(Pointing and labeling entries)
Start

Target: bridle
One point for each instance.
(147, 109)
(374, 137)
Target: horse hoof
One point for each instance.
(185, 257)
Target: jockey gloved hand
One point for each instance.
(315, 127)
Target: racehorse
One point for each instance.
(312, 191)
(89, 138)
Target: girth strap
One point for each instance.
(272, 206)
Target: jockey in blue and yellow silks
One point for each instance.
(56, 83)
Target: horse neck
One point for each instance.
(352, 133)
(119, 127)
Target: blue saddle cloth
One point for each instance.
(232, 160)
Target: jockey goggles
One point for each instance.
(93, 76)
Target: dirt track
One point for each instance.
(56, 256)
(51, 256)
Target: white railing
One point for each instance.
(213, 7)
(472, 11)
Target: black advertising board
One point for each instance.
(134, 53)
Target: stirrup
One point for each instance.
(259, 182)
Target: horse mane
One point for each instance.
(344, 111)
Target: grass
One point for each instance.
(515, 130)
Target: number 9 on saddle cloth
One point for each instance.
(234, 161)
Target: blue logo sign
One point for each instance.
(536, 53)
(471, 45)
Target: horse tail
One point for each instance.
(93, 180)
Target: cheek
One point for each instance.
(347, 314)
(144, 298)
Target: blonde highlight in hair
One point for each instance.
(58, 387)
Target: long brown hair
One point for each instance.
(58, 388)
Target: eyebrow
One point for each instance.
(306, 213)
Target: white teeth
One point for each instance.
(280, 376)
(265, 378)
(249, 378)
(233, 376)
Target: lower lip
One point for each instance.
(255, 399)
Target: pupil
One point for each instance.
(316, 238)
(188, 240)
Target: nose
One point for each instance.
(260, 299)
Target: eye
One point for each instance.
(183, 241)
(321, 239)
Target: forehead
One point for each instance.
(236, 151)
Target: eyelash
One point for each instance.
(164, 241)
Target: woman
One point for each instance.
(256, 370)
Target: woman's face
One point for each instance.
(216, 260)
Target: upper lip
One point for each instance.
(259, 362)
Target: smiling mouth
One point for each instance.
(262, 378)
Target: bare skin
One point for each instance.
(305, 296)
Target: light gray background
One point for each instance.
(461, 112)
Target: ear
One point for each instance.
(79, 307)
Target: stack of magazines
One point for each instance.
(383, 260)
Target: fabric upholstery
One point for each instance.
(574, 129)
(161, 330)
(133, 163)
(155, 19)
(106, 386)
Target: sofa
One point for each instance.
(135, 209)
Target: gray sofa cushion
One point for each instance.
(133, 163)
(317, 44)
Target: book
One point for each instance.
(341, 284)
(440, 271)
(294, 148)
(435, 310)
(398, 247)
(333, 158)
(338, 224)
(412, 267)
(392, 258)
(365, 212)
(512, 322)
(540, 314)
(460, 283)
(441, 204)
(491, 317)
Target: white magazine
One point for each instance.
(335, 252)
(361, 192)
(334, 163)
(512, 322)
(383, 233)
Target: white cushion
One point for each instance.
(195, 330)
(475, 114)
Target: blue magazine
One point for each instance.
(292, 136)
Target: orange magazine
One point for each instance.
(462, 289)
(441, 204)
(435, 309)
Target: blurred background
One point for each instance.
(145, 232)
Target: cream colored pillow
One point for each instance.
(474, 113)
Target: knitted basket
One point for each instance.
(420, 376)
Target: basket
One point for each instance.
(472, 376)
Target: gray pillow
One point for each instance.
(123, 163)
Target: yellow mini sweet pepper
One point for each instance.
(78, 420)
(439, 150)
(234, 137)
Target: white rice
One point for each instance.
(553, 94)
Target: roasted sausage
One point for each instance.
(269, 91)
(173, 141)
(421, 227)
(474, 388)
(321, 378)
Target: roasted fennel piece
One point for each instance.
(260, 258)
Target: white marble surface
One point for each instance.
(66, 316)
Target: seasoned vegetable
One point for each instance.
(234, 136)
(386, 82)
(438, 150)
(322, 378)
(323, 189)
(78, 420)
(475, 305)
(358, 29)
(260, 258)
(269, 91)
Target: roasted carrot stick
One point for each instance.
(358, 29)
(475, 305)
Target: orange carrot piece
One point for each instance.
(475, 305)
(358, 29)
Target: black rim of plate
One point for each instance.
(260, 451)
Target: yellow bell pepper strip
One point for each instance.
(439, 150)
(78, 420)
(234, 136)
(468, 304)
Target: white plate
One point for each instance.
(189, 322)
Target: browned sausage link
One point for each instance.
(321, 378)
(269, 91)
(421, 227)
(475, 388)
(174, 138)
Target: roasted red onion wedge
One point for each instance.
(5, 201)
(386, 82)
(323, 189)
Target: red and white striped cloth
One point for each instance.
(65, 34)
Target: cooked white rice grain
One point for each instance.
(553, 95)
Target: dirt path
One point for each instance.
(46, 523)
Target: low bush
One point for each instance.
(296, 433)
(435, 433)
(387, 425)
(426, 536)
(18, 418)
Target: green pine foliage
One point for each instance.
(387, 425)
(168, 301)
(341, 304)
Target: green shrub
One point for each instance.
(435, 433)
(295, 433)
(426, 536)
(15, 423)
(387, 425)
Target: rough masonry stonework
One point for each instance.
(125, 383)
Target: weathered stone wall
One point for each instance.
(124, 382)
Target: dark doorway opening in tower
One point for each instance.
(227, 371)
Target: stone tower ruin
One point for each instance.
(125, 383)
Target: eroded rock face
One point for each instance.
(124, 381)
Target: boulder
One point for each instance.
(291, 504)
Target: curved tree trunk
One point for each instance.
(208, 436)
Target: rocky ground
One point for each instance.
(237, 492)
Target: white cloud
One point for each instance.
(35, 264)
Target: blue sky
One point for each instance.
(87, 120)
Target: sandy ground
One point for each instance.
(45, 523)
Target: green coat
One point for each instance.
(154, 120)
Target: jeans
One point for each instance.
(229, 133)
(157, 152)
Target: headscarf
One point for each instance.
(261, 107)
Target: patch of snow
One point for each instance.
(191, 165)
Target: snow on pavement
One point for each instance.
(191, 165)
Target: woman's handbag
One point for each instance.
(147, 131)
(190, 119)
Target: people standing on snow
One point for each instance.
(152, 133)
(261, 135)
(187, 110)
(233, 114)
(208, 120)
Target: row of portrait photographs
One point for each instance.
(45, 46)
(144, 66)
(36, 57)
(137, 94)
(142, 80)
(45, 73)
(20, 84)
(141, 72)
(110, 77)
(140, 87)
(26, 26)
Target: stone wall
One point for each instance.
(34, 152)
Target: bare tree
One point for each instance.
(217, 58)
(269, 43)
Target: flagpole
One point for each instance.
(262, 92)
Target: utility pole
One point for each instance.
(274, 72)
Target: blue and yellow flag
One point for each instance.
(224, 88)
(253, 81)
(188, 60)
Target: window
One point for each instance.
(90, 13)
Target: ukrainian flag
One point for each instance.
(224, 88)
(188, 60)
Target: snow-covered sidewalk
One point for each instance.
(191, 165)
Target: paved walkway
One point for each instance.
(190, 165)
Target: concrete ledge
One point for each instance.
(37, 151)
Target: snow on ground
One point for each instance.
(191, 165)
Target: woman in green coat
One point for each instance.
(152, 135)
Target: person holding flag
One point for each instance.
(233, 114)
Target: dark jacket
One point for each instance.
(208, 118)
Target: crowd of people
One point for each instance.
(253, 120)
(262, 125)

End

Scale the coordinates in the records starting at the line containing "Target: window" and ending at the last line. Reproduce every line in that span, leaving the other lines unchanged, and multiply each coordinate by 1.45, rounding to whole numbers with halves rounded up.

FINISHED TASK:
Target: window
One point for each instance.
(131, 19)
Target: ukrainian flag
One point for each instance.
(325, 128)
(273, 87)
Target: snow-covered sidewalk
One point for each instance.
(277, 239)
Target: paved walkway
One point for each instance.
(276, 239)
Target: concrete ledge
One point for each instance.
(54, 219)
Target: snow on ground
One point for each instance.
(277, 239)
Target: woman in green coat
One point for each instance.
(220, 196)
Target: person holding flag
One point for each instance.
(338, 165)
Target: dark jacket
One point for each instance.
(302, 171)
Target: crowd of people
One point for each instance.
(367, 174)
(380, 181)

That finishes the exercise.